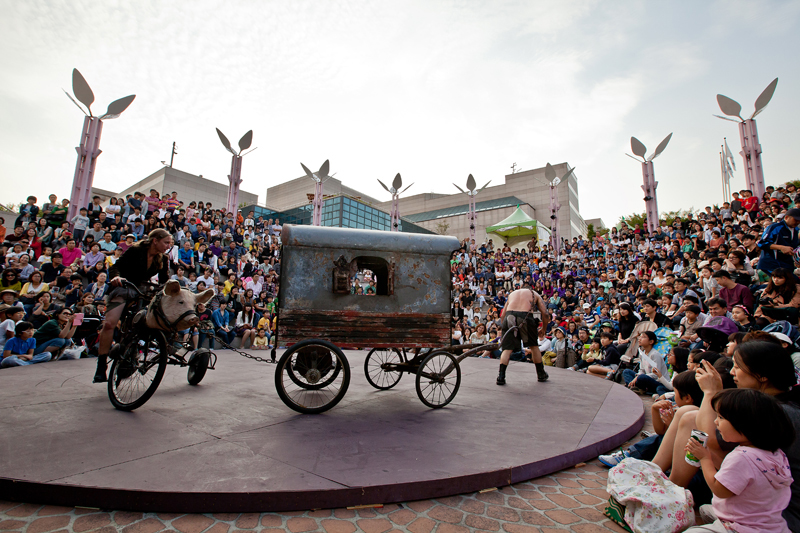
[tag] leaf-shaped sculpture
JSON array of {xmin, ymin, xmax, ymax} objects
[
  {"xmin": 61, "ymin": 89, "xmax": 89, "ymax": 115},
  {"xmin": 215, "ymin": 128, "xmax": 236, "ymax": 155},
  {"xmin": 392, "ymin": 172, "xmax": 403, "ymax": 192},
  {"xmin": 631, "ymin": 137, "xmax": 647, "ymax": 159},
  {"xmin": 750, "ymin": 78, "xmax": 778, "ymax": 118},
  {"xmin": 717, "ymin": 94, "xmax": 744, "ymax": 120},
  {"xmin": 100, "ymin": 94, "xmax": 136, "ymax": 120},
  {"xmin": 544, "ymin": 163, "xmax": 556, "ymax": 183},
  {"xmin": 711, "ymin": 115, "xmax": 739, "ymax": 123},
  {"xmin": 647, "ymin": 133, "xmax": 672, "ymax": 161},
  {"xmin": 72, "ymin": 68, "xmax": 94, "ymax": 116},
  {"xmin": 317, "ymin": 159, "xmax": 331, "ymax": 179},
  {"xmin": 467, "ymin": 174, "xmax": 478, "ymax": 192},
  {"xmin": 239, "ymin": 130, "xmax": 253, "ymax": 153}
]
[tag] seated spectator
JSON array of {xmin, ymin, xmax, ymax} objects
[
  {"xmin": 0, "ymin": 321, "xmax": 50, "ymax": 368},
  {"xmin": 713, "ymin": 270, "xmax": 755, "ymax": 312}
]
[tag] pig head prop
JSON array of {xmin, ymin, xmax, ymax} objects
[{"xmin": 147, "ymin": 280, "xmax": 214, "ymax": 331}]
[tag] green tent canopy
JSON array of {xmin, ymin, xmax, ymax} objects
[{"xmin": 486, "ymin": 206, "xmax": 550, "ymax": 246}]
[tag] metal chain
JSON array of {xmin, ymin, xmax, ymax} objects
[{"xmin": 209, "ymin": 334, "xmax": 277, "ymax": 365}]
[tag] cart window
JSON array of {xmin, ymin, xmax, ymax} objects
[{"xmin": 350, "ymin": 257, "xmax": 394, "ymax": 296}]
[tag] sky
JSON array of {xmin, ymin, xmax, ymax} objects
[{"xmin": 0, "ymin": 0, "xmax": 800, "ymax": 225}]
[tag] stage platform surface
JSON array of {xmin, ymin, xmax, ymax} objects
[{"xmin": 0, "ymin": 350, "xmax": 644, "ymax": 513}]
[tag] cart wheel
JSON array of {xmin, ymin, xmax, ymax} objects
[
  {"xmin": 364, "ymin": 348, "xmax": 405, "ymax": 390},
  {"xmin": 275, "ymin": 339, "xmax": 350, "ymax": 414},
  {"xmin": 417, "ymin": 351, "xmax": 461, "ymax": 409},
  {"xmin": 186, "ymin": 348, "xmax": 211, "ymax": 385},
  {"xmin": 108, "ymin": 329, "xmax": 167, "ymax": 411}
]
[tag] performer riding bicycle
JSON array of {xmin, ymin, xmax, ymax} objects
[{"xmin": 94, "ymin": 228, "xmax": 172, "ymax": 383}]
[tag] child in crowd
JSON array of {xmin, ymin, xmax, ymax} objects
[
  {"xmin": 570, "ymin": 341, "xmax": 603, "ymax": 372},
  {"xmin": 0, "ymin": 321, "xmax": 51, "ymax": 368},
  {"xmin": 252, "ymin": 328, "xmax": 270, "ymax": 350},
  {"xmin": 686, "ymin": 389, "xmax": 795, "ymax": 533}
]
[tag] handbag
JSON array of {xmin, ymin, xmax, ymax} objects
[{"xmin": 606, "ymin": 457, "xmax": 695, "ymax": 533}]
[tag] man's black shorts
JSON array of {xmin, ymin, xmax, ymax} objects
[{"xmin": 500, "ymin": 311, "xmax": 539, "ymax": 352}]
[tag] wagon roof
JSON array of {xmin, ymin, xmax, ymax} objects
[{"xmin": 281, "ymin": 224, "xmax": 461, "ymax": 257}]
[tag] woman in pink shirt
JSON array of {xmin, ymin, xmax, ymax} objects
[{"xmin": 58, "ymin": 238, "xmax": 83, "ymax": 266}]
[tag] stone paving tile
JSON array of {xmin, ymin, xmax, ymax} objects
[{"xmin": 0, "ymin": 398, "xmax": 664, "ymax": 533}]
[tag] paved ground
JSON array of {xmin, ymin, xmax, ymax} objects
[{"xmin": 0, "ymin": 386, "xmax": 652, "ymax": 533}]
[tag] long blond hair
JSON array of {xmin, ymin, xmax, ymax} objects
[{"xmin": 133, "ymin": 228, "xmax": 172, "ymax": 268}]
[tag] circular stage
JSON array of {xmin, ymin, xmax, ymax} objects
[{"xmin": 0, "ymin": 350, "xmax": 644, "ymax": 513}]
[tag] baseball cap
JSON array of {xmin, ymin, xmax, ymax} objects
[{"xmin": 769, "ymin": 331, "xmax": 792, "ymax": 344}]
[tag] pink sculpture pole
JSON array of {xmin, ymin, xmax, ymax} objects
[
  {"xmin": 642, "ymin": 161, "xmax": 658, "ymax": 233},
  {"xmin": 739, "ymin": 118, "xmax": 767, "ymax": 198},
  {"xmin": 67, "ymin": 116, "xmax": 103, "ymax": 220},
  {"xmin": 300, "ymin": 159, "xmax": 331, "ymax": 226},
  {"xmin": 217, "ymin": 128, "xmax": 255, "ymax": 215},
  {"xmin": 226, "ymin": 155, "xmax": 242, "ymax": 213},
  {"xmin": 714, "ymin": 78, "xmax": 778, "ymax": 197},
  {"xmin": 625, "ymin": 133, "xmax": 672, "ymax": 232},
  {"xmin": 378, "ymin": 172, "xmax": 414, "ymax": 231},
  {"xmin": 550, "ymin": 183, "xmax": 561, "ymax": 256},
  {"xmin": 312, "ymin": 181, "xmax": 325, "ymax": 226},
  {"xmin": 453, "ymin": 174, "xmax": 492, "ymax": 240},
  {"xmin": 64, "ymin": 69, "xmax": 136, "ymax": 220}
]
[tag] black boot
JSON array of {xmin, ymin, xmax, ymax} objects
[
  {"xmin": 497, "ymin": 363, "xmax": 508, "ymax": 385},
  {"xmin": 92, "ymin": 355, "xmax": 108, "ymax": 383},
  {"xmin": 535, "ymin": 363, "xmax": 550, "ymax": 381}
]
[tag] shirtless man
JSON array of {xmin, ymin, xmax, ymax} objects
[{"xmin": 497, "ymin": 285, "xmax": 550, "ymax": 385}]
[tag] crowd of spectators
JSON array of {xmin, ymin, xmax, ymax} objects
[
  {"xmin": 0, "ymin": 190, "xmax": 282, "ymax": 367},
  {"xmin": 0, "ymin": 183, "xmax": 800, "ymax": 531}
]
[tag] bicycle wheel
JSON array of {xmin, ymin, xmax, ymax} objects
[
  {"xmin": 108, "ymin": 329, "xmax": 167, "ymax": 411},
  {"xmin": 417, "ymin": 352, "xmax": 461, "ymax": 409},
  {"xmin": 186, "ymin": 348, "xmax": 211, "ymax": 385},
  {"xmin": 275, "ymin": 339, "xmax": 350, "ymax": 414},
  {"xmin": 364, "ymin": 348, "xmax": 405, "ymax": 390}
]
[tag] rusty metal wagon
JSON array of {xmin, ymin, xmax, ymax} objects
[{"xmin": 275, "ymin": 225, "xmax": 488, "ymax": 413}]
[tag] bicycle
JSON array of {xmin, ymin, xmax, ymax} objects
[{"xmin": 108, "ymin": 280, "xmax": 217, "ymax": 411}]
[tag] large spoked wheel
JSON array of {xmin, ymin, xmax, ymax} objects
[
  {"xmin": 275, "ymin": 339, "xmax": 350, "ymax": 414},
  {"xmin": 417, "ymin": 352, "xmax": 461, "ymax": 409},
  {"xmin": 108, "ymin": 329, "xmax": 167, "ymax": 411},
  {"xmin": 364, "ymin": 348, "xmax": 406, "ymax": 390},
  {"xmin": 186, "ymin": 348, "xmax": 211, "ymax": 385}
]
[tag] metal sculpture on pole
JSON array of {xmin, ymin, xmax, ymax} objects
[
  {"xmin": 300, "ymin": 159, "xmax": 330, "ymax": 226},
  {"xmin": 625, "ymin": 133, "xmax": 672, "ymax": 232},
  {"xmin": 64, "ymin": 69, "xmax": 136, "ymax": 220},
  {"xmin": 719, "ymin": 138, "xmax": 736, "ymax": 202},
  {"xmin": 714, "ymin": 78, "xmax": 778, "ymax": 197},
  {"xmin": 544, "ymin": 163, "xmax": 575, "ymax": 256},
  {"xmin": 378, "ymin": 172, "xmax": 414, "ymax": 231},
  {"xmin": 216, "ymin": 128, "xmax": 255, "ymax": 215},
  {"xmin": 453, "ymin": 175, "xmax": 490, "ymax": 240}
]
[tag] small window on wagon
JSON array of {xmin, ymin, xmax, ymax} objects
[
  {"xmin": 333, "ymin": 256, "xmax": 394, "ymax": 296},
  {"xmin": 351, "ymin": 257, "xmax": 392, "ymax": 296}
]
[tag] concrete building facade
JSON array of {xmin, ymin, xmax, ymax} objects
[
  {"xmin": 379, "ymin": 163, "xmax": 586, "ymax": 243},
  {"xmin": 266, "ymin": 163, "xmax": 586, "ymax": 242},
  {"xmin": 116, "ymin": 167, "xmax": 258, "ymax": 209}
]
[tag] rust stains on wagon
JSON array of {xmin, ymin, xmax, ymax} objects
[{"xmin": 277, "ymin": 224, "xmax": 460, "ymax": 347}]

* * *

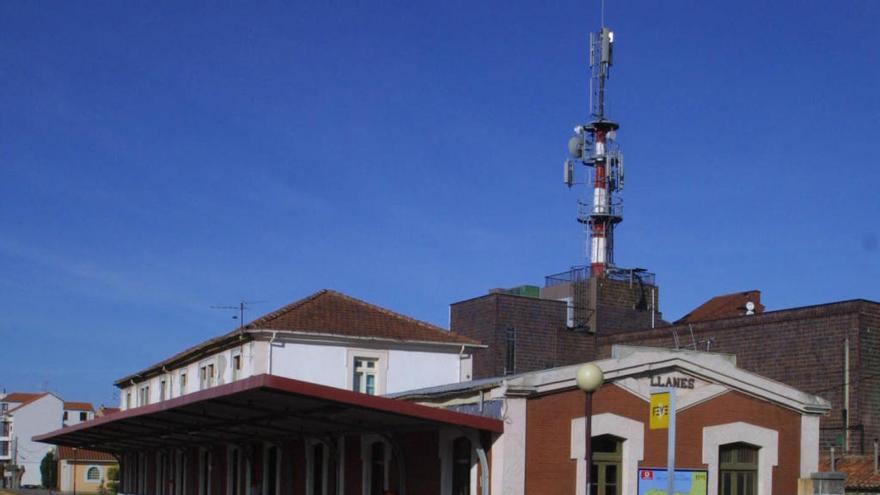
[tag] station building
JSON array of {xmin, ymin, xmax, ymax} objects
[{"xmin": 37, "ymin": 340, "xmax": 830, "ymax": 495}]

### GOAL
List every line of the material above that contains the string "wheel".

### SOLUTION
[tag] cart wheel
[tag] bicycle wheel
[tag] large spoked wheel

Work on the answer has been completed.